Segmentation labeling entries
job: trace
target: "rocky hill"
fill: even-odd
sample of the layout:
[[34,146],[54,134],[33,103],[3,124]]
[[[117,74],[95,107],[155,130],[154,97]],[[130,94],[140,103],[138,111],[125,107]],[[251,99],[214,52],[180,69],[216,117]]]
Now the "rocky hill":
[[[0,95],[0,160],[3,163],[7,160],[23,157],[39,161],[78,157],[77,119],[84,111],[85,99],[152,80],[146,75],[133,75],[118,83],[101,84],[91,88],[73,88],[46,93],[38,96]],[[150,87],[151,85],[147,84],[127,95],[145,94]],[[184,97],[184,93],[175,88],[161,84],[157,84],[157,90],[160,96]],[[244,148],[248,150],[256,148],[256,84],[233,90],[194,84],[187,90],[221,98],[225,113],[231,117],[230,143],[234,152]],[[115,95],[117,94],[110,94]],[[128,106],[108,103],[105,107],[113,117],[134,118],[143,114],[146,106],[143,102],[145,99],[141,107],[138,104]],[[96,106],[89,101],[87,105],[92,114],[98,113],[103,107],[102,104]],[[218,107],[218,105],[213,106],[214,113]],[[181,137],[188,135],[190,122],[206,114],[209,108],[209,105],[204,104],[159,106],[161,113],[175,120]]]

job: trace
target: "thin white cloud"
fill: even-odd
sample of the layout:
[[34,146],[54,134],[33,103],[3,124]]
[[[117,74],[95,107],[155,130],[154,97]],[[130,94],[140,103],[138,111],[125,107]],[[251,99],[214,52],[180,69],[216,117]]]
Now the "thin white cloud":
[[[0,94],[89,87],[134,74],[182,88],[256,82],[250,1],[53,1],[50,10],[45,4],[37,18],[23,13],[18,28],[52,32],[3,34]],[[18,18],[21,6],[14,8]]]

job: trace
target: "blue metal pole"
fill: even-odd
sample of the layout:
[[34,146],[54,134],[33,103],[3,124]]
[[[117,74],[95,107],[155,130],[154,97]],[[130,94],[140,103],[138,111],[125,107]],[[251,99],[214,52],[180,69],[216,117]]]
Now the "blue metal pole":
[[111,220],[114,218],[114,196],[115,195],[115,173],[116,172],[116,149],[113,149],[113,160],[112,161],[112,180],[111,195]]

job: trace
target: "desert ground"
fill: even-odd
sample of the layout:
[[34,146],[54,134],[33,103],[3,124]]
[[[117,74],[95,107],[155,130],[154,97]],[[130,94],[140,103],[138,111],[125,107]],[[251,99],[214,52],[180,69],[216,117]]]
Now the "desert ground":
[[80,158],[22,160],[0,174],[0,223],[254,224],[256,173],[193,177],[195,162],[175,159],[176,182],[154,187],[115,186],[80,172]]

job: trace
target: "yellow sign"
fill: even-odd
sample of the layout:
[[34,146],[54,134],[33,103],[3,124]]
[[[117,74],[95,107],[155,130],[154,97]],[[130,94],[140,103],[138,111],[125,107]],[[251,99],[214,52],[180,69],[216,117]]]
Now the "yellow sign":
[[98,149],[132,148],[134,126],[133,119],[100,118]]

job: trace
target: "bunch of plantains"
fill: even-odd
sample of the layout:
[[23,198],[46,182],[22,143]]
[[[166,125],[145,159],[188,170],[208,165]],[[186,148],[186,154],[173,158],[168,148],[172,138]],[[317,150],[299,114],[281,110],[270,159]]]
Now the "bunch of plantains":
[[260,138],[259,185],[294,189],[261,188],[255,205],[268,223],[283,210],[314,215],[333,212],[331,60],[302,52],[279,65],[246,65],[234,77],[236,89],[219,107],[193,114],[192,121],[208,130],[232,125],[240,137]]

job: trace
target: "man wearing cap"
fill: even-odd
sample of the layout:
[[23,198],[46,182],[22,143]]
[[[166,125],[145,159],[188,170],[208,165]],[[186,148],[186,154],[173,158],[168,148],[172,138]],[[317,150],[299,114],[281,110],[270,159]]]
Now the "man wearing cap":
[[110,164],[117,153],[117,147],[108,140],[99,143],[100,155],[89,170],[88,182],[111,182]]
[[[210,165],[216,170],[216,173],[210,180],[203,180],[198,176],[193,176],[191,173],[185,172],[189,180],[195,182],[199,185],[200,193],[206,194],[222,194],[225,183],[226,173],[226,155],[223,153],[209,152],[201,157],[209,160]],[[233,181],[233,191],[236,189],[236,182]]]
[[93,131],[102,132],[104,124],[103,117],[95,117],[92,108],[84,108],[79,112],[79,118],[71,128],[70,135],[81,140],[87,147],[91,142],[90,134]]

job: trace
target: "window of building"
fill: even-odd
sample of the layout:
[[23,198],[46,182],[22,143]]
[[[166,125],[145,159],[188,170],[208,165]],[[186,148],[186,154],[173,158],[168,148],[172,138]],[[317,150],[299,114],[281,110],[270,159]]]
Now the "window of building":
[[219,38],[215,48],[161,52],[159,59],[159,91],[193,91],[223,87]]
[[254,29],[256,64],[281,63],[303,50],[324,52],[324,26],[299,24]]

Your goal: Every record above needs to be repeated word for word.

Exercise result:
job: trace
target: "rocky hill"
fill: even-odd
sample of the layout:
[[34,146],[54,134],[33,103],[3,124]]
[[[117,74],[95,107],[155,130],[154,97]],[[130,94],[140,103],[138,111],[125,107]],[[251,99],[214,52],[180,69],[216,117]]]
Now the "rocky hill":
[[[0,95],[0,160],[3,163],[7,160],[23,157],[39,161],[78,157],[77,119],[84,111],[85,99],[152,80],[146,75],[133,75],[118,83],[101,84],[91,88],[73,88],[46,93],[38,96]],[[150,87],[151,85],[147,84],[127,95],[145,94]],[[184,97],[184,93],[175,88],[161,84],[157,84],[157,90],[160,96]],[[244,148],[248,150],[256,148],[256,84],[233,90],[194,84],[187,90],[221,98],[225,113],[231,117],[230,143],[234,152]],[[115,95],[117,94],[110,94]],[[128,106],[108,103],[105,107],[113,117],[134,118],[143,114],[146,106],[143,102],[145,99],[141,107],[138,104]],[[96,106],[89,101],[87,105],[92,114],[98,113],[103,107],[102,104]],[[218,107],[218,105],[213,106],[214,113]],[[181,137],[188,135],[190,122],[206,114],[209,108],[209,105],[204,104],[159,106],[161,113],[175,120]]]

job: trace
target: "thin white cloud"
fill: even-odd
sample of the layout:
[[34,146],[54,134],[33,103],[3,124]]
[[[117,74],[95,107],[155,130],[154,97]],[[130,94],[140,103],[138,111],[125,107]],[[251,99],[214,52],[180,69],[216,117]]]
Now the "thin white cloud":
[[[0,94],[89,87],[134,74],[182,88],[256,82],[250,1],[53,1],[50,10],[45,4],[37,18],[23,13],[18,28],[52,32],[3,34]],[[18,18],[21,6],[14,8]]]

job: trace
target: "blue metal pole"
fill: even-odd
sample of the layout:
[[34,146],[54,134],[33,103],[3,124]]
[[[117,74],[95,107],[155,130],[154,97]],[[130,94],[140,103],[138,111],[125,107]],[[251,99],[214,52],[180,69],[216,117]]]
Now the "blue metal pole":
[[111,220],[114,218],[114,196],[115,195],[115,173],[116,172],[116,149],[113,149],[113,160],[112,161],[112,180],[111,195]]

job: trace
target: "desert ground"
fill: even-odd
sample of the layout:
[[34,146],[54,134],[33,103],[3,124]]
[[[117,74],[95,107],[155,130],[154,97]],[[130,94],[140,103],[138,111],[125,107]],[[251,99],[214,52],[180,69],[216,117]]]
Now the "desert ground":
[[80,158],[22,160],[0,174],[0,223],[254,224],[256,173],[193,177],[195,162],[175,159],[176,182],[154,187],[115,186],[80,172]]

job: trace
target: "yellow sign"
fill: even-odd
sample of the layout:
[[34,146],[54,134],[33,103],[3,124]]
[[[117,74],[95,107],[155,130],[154,97]],[[130,94],[140,103],[138,111],[125,107]],[[251,99],[214,52],[180,69],[216,117]]]
Now the "yellow sign":
[[98,149],[132,148],[134,126],[133,119],[100,118]]

job: trace
target: "bunch of plantains"
fill: even-odd
sample of the layout:
[[23,198],[46,182],[22,143]]
[[[166,125],[145,159],[188,170],[208,165]],[[186,148],[186,154],[173,158],[168,148],[172,138]],[[317,150],[299,114],[281,110],[270,159]]]
Now the "bunch of plantains":
[[260,138],[259,185],[294,189],[261,188],[255,205],[268,223],[283,210],[314,215],[333,212],[331,60],[302,52],[279,65],[246,65],[234,77],[236,89],[219,107],[193,114],[192,121],[208,130],[232,125],[240,137]]

job: trace
target: "man wearing cap"
fill: even-odd
sample of the layout:
[[23,198],[46,182],[22,143]]
[[[166,125],[145,159],[188,170],[208,165]],[[186,148],[186,154],[173,158],[168,148],[172,138]],[[317,150],[299,114],[281,110],[270,159]]]
Now the "man wearing cap":
[[110,164],[117,153],[117,147],[108,140],[99,143],[100,155],[89,170],[88,182],[111,182]]
[[[210,165],[216,170],[216,173],[210,180],[203,180],[198,176],[193,176],[191,173],[185,172],[189,180],[195,182],[199,185],[200,193],[206,194],[222,194],[225,183],[226,173],[226,155],[223,153],[209,152],[201,157],[209,160]],[[233,181],[233,191],[236,189],[236,182]]]
[[93,131],[102,132],[104,124],[103,117],[95,117],[92,108],[84,108],[79,112],[79,118],[71,128],[70,135],[81,140],[87,147],[91,142],[90,134]]

job: trace
target: "window of building"
fill: even-odd
sample of the layout:
[[23,198],[46,182],[22,143]]
[[[166,125],[145,159],[188,170],[208,165]],[[186,148],[186,154],[173,158],[168,148],[172,138]],[[317,150],[299,114],[281,110],[270,159]]]
Now the "window of building":
[[219,38],[215,48],[161,52],[159,59],[159,91],[193,91],[223,87]]
[[254,29],[256,64],[281,63],[303,50],[324,52],[324,26],[299,24]]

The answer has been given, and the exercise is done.